SUPPLIED PASSAGE.
-- BEGIN --

And we’ll (probably) never see the laughter and the smile Bely describes. From anthroposophically designed picture frames everywhere, Steiner looks down, a stern look on his face: a very serious man, weighed down by the truths (be they subjective or not, false or not) of the universe. It’s the look that most anthroposophists would prefer anyway; the only image they want, it mirrors their own needs. But I don’t think the one thing can exist without the other, and thus Belys portrayal points me to something essential, something which lays hidden in the portraits, too, invisible; a laugh. The all-encompassing dead-seriousness of so many anthroposophists, or should I be specific and say some fervent Steiner defenders, is really something else: it’s pseudo-seriousness. Or potential insanity, to paraphrase Bjørneboe. The guardian of the threshold would stop you well before the gate, for good reason.
Taja Gut, in his lovely little book, asks himself the question what inspired his trust in Steiner: “Du wirst dich wundern: sein Gesicht, letzlich, glaube ich …”. He describes how he went along to a classmate’s summerhouse, and there found a book whose cover had a photo of Steiner; I think I know which photo, because he detects a smile in Steiner’s face (it’s very subtle, a hint, a tired subtle smile, but it may be there), “vielleicht sogar einem Lachen nicht abgeneigte Mund”, which is not only wonderfully expressed but quite an perspicacious characterization and an interpretation that comes naturally if one keeps Bely’s testimony in mind. But Gut also mentions the eyes.
Lots of people, both his contemporaries and those seeing him on old photographs, are transfixed by those eyes, those intense, penetrating eyes. They’re some ardent eyes, certainly. Yet, despite them, there’s something aloof about some of the images, like he’s not really there, but staring into space (or the spiritual worlds, if you’re that way inclined). I’ve heard and read so many critics of his teachings who say that he creeps them out. I don’t dare say they’re extrapolating from their negative opinions, because there sure is something special about his aura (I mean that in a secular way). And it is weird, by ordinary standards, to idolize someone’s image the way anthroposophists do, unless that someone is your child, you dog or the Messiah. (Oh, well. But it is a tad bit odd for a teachers’ room at a school.)
I can’t say what it is they see, those critics who are spooked; perhaps I could before, but have gotten so used to seeing him everywhere that it no longer has that effect? (Maybe I have forgotten. I feel defect somehow, I should see what they see!) But I’m even more mystified by what some very devoted anthroposophists see; there’s so much high-strung deification going on, so much falling on knees. (By the stuff in the document that inspired this post, I wasn’t put off. It was overall quite nice and comparatively sober.)
Much ado was caused by a photograph which emerged of Steiner, flanked by several women, holding a child. What critics saw and what some anthroposophists saw was, well, quite different things, as though they lived in different worlds, looking at two very different images. It was a bit amusing. It’s the only photograph I’ve seen with Steiner and a child. There’s one photo of him with some other women and a dog; the dog sits (on one woman’s lap) with his back to Steiner, so one can assume he didn’t suspect Steiner of being a cat, which is always something.

-- END --

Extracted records
-- BEGIN --

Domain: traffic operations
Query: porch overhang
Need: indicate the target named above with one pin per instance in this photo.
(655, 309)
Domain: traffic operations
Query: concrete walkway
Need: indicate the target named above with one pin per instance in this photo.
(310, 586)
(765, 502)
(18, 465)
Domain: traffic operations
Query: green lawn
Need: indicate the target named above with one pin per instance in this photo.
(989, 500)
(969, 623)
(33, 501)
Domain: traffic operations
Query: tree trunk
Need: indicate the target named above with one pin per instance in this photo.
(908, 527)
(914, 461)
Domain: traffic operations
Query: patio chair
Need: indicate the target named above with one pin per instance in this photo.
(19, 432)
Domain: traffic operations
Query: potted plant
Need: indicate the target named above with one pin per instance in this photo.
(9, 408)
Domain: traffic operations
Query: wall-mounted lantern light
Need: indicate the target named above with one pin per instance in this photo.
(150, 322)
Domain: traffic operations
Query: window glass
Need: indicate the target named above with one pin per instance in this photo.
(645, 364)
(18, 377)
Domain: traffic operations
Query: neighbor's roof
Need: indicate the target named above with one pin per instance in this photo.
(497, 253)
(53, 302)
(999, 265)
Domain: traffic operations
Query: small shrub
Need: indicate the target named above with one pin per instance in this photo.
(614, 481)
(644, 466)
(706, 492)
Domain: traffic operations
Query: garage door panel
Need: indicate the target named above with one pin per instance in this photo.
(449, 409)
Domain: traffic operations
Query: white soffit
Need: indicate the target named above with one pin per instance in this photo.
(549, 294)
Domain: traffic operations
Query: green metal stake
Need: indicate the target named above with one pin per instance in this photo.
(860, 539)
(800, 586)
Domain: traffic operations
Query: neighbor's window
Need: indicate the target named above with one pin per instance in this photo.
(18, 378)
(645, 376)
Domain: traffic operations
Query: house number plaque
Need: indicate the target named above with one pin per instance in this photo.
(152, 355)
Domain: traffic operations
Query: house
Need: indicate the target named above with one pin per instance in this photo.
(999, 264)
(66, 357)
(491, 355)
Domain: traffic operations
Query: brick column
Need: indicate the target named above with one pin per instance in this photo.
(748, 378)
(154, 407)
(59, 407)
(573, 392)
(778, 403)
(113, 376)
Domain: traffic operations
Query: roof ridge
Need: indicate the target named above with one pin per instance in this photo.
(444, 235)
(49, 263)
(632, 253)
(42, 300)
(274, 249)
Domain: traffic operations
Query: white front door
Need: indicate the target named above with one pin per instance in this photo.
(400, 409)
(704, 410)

-- END --

In the passage on Steiner's portraits above, write out everything from "Lots of people, both" down to "at a school.)" word for word.

Lots of people, both his contemporaries and those seeing him on old photographs, are transfixed by those eyes, those intense, penetrating eyes. They’re some ardent eyes, certainly. Yet, despite them, there’s something aloof about some of the images, like he’s not really there, but staring into space (or the spiritual worlds, if you’re that way inclined). I’ve heard and read so many critics of his teachings who say that he creeps them out. I don’t dare say they’re extrapolating from their negative opinions, because there sure is something special about his aura (I mean that in a secular way). And it is weird, by ordinary standards, to idolize someone’s image the way anthroposophists do, unless that someone is your child, you dog or the Messiah. (Oh, well. But it is a tad bit odd for a teachers’ room at a school.)